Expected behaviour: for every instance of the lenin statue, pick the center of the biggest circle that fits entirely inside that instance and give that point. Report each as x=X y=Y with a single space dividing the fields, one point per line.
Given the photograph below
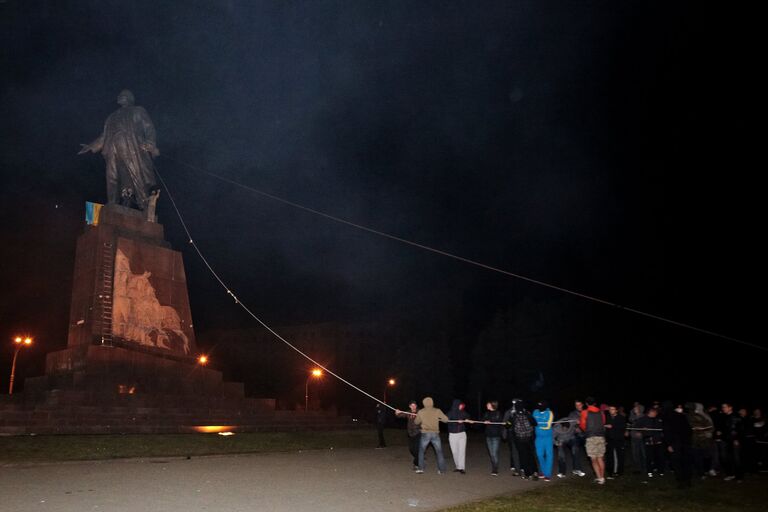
x=128 y=146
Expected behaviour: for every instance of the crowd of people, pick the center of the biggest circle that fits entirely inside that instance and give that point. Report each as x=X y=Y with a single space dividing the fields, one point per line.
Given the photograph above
x=687 y=439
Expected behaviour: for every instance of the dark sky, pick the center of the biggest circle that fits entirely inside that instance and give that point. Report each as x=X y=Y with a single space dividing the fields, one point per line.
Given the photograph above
x=607 y=147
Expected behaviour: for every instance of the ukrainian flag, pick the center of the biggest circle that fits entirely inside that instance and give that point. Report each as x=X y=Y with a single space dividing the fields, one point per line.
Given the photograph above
x=92 y=212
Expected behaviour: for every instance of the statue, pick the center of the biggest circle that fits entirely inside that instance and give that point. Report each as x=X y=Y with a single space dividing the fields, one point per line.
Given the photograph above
x=128 y=146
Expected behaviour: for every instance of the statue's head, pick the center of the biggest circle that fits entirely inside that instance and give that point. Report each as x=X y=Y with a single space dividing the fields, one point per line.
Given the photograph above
x=125 y=98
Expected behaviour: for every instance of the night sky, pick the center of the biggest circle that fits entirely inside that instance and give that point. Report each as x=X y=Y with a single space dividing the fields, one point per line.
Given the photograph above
x=605 y=147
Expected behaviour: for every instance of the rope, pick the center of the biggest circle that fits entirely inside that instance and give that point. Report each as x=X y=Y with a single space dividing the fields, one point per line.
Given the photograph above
x=247 y=310
x=469 y=261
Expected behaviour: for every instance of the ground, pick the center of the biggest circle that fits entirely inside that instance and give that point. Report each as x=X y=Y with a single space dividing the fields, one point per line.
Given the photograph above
x=335 y=480
x=317 y=471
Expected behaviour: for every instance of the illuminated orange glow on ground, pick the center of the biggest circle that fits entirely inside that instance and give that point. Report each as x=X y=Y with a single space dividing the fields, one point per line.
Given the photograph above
x=212 y=429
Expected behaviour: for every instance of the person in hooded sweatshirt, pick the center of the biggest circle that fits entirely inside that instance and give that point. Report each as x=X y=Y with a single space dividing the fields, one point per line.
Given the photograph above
x=544 y=440
x=429 y=419
x=493 y=433
x=524 y=430
x=457 y=434
x=564 y=434
x=414 y=431
x=703 y=440
x=508 y=435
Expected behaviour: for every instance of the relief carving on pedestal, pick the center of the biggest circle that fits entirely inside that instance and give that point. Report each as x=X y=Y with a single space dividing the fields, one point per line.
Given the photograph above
x=139 y=316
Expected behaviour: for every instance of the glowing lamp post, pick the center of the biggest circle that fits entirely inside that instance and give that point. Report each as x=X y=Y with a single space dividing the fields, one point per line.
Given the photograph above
x=20 y=341
x=390 y=384
x=316 y=373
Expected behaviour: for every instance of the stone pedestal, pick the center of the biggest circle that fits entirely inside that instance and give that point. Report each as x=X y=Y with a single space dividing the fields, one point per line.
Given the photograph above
x=130 y=363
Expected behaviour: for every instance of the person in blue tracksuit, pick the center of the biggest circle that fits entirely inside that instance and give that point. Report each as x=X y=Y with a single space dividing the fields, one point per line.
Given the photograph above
x=544 y=442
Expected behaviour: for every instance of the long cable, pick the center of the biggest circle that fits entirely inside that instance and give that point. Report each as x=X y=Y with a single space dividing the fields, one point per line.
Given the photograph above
x=247 y=310
x=469 y=261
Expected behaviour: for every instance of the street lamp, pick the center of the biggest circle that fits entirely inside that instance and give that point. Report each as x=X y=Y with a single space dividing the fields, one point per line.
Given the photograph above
x=390 y=383
x=316 y=373
x=20 y=341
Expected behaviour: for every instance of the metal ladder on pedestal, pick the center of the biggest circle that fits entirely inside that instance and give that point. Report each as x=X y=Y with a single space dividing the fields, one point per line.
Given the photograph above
x=105 y=295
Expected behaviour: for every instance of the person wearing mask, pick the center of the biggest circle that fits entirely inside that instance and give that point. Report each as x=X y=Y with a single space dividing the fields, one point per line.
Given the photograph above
x=677 y=437
x=702 y=441
x=413 y=430
x=652 y=427
x=733 y=437
x=636 y=438
x=543 y=439
x=576 y=445
x=564 y=434
x=508 y=436
x=381 y=421
x=523 y=431
x=718 y=453
x=592 y=423
x=429 y=419
x=457 y=435
x=493 y=433
x=615 y=432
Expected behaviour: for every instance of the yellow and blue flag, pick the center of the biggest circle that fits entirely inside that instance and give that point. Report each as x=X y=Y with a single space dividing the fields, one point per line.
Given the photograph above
x=92 y=212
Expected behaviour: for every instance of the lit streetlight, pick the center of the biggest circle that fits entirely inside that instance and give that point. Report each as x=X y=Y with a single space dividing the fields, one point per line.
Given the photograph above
x=390 y=384
x=315 y=373
x=20 y=341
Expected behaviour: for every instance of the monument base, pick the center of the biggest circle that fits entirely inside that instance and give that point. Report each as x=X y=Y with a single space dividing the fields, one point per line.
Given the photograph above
x=114 y=390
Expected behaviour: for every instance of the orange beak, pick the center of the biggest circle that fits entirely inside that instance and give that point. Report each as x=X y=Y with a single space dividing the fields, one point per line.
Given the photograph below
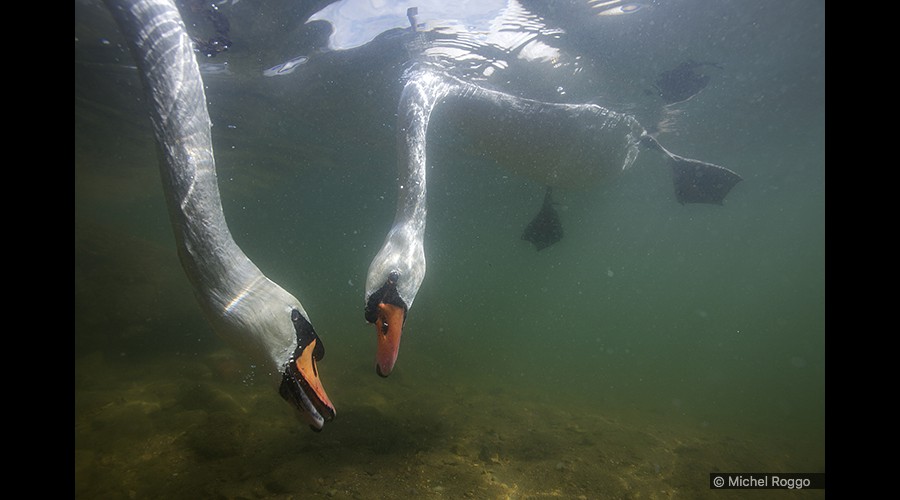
x=389 y=327
x=306 y=366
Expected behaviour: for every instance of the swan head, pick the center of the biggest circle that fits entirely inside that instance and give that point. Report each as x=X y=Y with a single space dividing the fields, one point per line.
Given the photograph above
x=387 y=311
x=300 y=383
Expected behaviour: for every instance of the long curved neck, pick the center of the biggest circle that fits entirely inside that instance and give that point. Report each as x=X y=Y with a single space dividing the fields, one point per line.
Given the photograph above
x=403 y=250
x=243 y=305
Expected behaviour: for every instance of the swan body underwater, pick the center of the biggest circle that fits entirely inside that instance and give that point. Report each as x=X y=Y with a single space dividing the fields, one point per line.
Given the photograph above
x=555 y=144
x=246 y=308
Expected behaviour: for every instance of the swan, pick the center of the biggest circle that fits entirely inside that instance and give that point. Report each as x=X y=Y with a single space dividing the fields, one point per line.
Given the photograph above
x=555 y=144
x=245 y=307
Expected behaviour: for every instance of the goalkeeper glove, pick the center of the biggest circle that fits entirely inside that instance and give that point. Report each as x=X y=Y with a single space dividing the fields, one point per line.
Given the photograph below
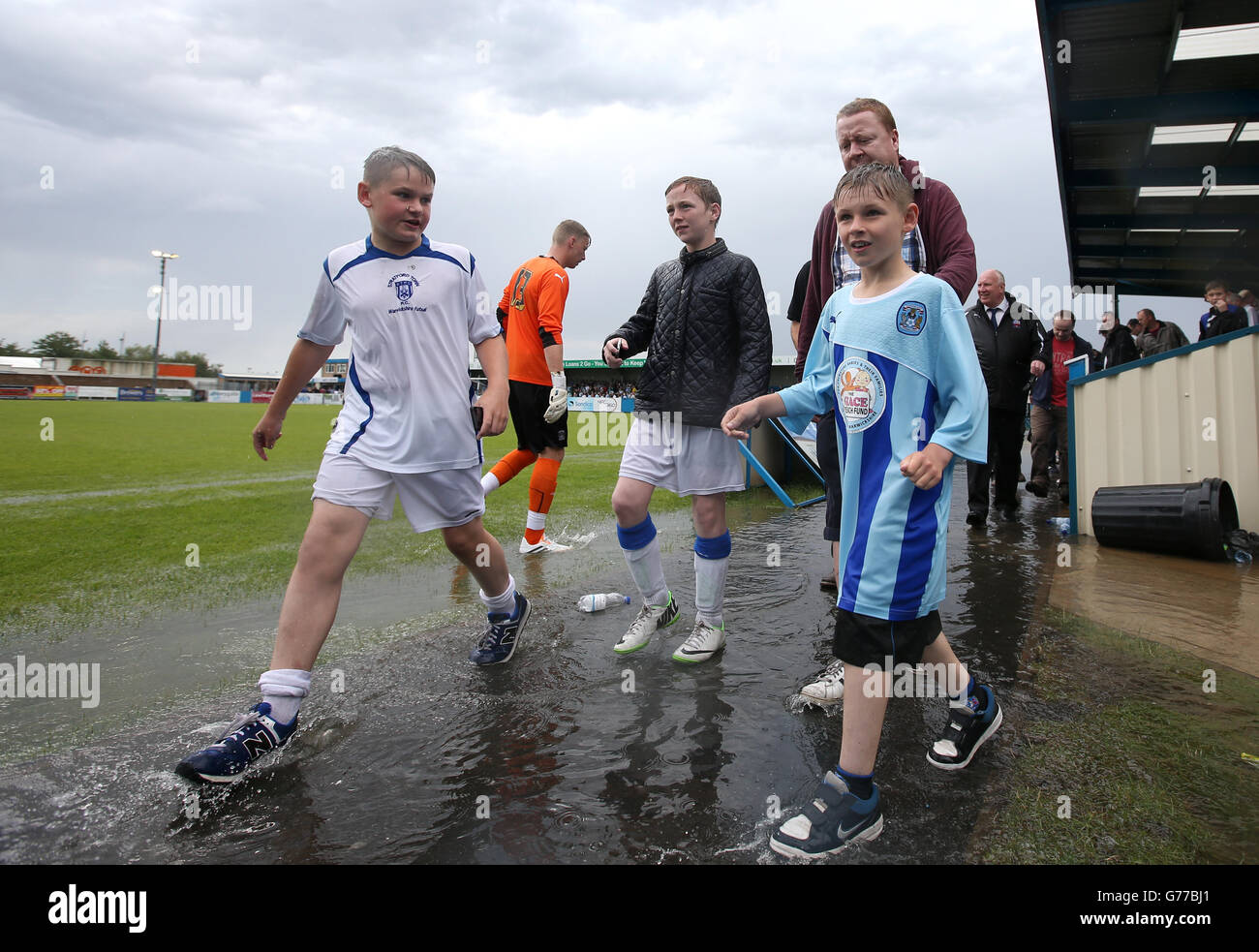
x=558 y=406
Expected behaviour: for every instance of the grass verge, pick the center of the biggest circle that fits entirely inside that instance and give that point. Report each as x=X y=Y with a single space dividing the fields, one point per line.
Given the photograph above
x=1150 y=762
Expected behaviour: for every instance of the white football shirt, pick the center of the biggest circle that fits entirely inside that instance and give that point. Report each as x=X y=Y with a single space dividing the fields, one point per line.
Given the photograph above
x=408 y=390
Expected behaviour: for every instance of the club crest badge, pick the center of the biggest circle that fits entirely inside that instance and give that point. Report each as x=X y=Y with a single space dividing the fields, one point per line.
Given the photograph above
x=860 y=394
x=910 y=318
x=404 y=288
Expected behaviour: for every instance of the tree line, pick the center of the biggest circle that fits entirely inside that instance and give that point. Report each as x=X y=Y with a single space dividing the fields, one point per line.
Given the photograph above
x=62 y=344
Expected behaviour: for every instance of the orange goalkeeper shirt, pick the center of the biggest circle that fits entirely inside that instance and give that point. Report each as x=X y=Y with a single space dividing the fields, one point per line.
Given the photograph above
x=533 y=311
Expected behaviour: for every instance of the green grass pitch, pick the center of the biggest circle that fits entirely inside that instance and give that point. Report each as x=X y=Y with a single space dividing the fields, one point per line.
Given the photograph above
x=101 y=515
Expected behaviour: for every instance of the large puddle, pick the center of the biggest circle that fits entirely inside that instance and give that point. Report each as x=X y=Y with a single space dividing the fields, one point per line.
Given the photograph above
x=570 y=753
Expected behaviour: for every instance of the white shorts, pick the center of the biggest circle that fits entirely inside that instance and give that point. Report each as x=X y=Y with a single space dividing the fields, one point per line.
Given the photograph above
x=688 y=461
x=431 y=500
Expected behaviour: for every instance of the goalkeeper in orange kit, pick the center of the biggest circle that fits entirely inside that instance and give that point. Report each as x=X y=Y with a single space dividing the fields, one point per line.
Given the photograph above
x=532 y=311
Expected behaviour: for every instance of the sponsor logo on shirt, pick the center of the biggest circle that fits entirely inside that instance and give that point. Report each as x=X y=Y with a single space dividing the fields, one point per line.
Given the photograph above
x=910 y=318
x=860 y=394
x=404 y=286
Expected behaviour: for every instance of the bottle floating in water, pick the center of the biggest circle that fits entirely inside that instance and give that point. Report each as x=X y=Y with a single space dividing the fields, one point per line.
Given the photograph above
x=599 y=602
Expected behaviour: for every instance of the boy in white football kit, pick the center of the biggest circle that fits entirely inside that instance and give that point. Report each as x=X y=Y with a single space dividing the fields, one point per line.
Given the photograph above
x=706 y=332
x=406 y=430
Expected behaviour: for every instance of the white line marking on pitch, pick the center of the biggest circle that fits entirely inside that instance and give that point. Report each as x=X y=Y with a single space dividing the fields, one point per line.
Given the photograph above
x=138 y=490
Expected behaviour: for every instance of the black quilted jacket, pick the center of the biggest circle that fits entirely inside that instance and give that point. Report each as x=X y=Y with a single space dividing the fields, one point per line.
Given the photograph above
x=706 y=332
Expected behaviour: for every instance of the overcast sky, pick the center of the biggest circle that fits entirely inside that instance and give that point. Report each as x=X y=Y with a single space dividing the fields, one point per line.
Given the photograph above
x=234 y=134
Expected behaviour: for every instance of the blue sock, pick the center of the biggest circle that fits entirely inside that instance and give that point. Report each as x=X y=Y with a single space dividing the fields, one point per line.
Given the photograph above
x=861 y=784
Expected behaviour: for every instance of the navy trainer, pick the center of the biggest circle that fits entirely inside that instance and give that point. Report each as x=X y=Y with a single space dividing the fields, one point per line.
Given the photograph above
x=247 y=738
x=502 y=634
x=836 y=817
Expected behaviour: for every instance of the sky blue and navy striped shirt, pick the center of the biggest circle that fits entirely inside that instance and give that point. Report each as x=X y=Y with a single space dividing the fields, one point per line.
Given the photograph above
x=901 y=372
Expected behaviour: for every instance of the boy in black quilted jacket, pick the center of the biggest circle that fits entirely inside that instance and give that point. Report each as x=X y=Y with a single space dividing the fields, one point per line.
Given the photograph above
x=705 y=327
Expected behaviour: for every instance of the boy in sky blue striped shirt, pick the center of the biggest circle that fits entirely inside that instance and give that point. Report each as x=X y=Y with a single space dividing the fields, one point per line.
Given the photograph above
x=894 y=357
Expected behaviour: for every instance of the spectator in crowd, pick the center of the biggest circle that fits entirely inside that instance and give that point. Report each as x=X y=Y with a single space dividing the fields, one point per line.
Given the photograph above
x=1049 y=405
x=1007 y=336
x=1158 y=336
x=1221 y=318
x=1250 y=306
x=797 y=302
x=1120 y=347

= Given exercise =
Rewrite the material from the line with "Expected behaviour: for every instance of the green" up to and including the line with "x=599 y=602", requests and all, adding 107 to every x and y coordinate in the answer points.

= Written answer =
Expected behaviour: for every instance of the green grass pitch, pick the center of the biggest circle that fits entirely inside that instance and give that point. Report each as x=X y=Y with a single space dividing the fields, one point per line.
Given the photograph above
x=208 y=622
Expected behaviour: for every instance of the large puddle, pick the center of the biggest circle that fits entirely inside that instance and give that point. Report each as x=X y=Y with a single space dividing the fields, one point per line.
Given the photograph above
x=677 y=860
Expected behaviour: for every instance of the white shorts, pick the center of the biggest circle that fits entirely inside that instance and give that point. Report each as x=X y=Y with a single space dividing the fields, one point per line.
Given the photograph above
x=795 y=568
x=538 y=607
Expected behaviour: for every instance of the goalkeeper in orange kit, pick the center of the biggest circle that fits entirely inside that instance and give that point. Report each as x=X y=Y with a single space dividing the fields, one point per line.
Given the photograph above
x=639 y=418
Expected behaviour: for every instance of the sponsor logo on shirt, pick the center of the biggest circle that fits entirely inside that instance and give that point. Report each as x=X y=Y with a single space dividing the fields, one point per line.
Given the photograph above
x=1017 y=425
x=967 y=501
x=511 y=393
Expected behaviour: for every instance of the bottle floating in water, pick the center of the biggest circle that fits entirely inside that instance and give that point. Report each as x=X y=Y with a single space dividing the fields, one point per line.
Given the photograph above
x=706 y=709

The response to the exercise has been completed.